## TASK DIRECTIONS:
From the first line to the last, restate the material word for word; pictures stay out.

RECORDS SUPPLIED START

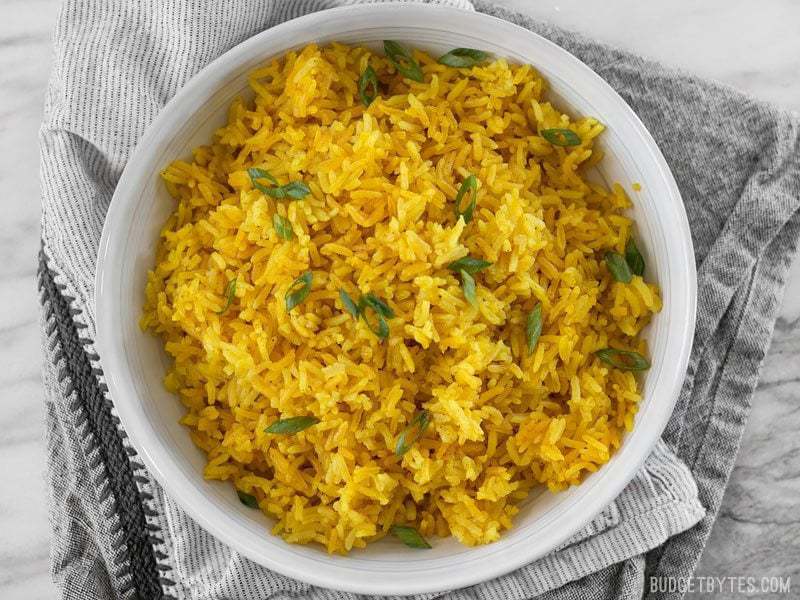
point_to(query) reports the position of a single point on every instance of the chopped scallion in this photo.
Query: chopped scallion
(533, 327)
(469, 188)
(625, 360)
(468, 286)
(463, 57)
(291, 425)
(298, 291)
(618, 266)
(634, 258)
(294, 190)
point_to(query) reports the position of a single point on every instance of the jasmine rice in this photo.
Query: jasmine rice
(388, 301)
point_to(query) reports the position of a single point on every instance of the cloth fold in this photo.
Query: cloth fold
(117, 534)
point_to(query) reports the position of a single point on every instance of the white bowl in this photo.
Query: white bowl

RECORDS SUPPLIED END

## SOLVED EXERCISE:
point_to(query) reports the position of a single point on every instance of the chopped scallion in this photo.
Query: chopped scallion
(533, 327)
(469, 188)
(625, 360)
(468, 286)
(463, 57)
(291, 425)
(298, 291)
(618, 266)
(634, 258)
(294, 190)
point_to(query) reports the position of a single point on every instance of the jasmine rice in this photo.
Query: jasmine rice
(388, 301)
point_to(query) reports the position of a single point on every instance of the cloth fold in this photo.
Query: cloth fold
(117, 534)
point_to(query) reports the position of a single point on every instance of the white bowl in this photo.
Query: white bowl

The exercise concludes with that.